> AIM
Please transcribe the data that follows without the pictures, keeping every word the same.

Image object location entries:

begin

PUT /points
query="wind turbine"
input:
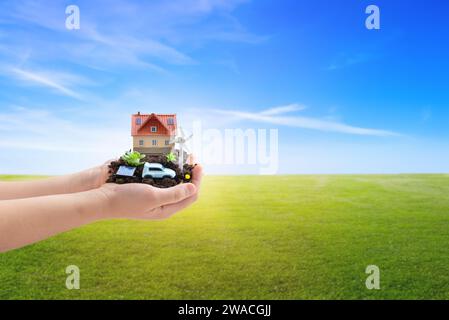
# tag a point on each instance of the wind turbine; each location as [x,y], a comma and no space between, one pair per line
[180,139]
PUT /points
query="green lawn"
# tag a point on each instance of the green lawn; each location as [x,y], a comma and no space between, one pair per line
[285,237]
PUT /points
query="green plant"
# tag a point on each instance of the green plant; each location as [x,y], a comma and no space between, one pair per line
[171,157]
[133,158]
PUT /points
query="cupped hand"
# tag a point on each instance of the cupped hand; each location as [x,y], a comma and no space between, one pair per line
[141,201]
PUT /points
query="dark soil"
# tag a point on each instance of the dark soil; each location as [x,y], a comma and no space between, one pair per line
[159,183]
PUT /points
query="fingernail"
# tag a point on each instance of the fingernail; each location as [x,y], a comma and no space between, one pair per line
[190,189]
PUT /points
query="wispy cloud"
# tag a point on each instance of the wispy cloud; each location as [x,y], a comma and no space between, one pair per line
[283,109]
[54,81]
[111,36]
[273,116]
[42,130]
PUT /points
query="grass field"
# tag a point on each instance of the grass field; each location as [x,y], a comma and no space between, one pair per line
[285,237]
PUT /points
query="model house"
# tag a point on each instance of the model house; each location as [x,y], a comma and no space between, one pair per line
[152,133]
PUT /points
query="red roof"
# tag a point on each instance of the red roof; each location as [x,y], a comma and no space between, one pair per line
[141,124]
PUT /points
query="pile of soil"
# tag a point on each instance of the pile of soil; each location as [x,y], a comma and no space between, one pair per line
[159,183]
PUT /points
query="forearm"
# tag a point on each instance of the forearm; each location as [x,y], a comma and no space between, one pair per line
[26,221]
[78,182]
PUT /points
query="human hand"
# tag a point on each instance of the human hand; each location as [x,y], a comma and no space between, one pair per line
[91,178]
[141,201]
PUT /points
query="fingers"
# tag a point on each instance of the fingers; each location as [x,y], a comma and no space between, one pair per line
[167,211]
[174,194]
[197,175]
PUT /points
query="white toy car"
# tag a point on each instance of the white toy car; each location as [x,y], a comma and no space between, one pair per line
[157,171]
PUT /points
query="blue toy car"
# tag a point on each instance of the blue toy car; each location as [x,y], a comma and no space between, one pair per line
[157,171]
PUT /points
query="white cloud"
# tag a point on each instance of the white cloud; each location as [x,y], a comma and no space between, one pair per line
[272,116]
[28,129]
[53,80]
[283,109]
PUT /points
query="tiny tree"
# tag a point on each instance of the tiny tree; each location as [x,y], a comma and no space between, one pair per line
[133,158]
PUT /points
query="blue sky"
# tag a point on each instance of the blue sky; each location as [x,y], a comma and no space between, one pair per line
[352,100]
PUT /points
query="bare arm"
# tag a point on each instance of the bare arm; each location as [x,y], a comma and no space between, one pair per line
[78,182]
[25,221]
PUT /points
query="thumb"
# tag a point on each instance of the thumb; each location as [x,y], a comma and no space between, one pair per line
[175,194]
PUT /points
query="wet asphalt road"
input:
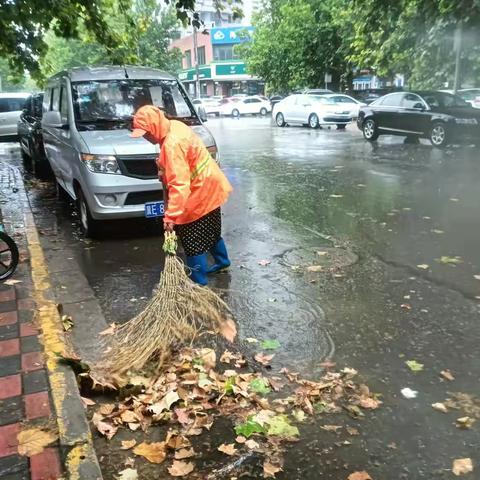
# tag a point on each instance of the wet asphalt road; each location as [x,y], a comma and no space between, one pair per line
[378,211]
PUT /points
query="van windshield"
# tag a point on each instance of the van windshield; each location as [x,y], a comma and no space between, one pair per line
[110,104]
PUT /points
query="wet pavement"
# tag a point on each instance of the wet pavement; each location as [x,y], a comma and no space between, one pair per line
[378,219]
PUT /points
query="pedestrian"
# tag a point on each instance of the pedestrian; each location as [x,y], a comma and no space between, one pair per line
[195,189]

end

> FULL RESPONSE
PUT /points
query="wind turbine"
input:
# tag a point on each instance of the wind turbine; each location as [x,y], a comma and no space between, one pair per line
[180,139]
PUT /points
query="green lawn"
# tag a point on each instance of the green lawn; each location as [x,y], a comma and no space between, one pair per line
[285,237]
PUT /points
query="green plant"
# tag a point on each instance of the green plant; each location as [x,y], a comma and no space between, one pair per line
[171,157]
[133,158]
PUT /points
query="cupped hand"
# tag a point on each instance of the cupped hand; each location as [x,y], a comma and no space between, one pair per line
[141,201]
PUT /points
query="dark soil"
# tag a point on each instance of the dark soil; each location as [x,y], a comma and no space between, one pair per line
[159,183]
PUT /points
query="fingernail"
# tag a point on each instance of the fingernail; each location as [x,y], a comma and no space between, one pair per line
[190,189]
PUT /points
query="wispy cloud"
# tag a point on each instance of the wispy cloud; each location as [x,y], a comma and no space between, one pair per line
[283,109]
[54,81]
[111,36]
[273,116]
[42,130]
PUT /points
query="grass field"
# tag a point on each instance of the grass field; each location as [x,y], a comma and no space between, one pair per line
[285,237]
PUT /points
query="model house"
# tag a point on each instance of the model house; each location as [x,y], a comma and no space between, one pair per line
[152,133]
PUT /points
query="red roof"
# tag a point on each instance of the red roof; each location as [x,y], a comma and no space between, one pair per line
[141,124]
PUT /points
query="pile of soil"
# tag a point on each instance of the pile of soil; each location as [x,y], a comma and no space between, one pair per line
[159,183]
PUT /points
query="forearm"
# tag a point on each instance of the forearm; each location as [x,y], a comma and no space between, one pair per line
[26,221]
[78,182]
PUT /points
query="human hand"
# tag a point on each instance of the human hand; each location as [x,y], a comma and no space between, one pair per line
[91,178]
[141,201]
PUT /points
query="fingers"
# tag a point on each instance of the fingers; each location as [x,y], a comma and no space between, one pair per line
[167,211]
[174,194]
[197,175]
PUT /points
query="white toy car"
# tag a point on each instance of the white toy car; each location as [x,y], a comma and no space between, one pair per line
[157,171]
PUT /points
query="blue toy car"
# tag a point on each instance of the blue toy car; each location as [x,y], a comma and no space between, one pair per line
[157,171]
PUT /points
query="white cloud"
# tag a point on each instance of the white cloud; each location as [x,y], a comma and no space between, one pair per line
[272,116]
[28,129]
[53,80]
[283,109]
PUT /points
query="tiny tree"
# tag a point on each instance of the tiny tree; each location as [x,y], a comma and no space between, one pair per line
[133,158]
PUT /points
query="blue sky"
# tag a point on each instance of the blue sky; each location as [x,y], a comma and no space between, one pair per line
[352,100]
PUT /points
query="bare arm"
# tag a point on each instance of the bare arm; each location as [x,y], a comma and no space between, one pair per line
[78,182]
[25,221]
PUT /points
query="thumb"
# tag a point on each instance of the thumb; each location as [x,y], a comma and no space between, one pair per line
[175,194]
PUT /points
query="wet asphalt road"
input:
# tag a point on each instance of the wet asphalt road; each location as [x,y], a comma and no space between, one pair per line
[378,211]
PUT /points
query="van windshield"
# tag a point on each instance of the van windshield; each location as [x,y], a comma and no space between, one pair per line
[110,104]
PUT /points
query="wet pavement"
# tag a point on each instance of the wet pavement; each location as [x,y], a comma and no space between, one pair per line
[378,219]
PUT /points
query="pedestrian"
# tag a point on each instance of the pedestrian; each location as [x,y], a comma and no space between, one pair per line
[195,189]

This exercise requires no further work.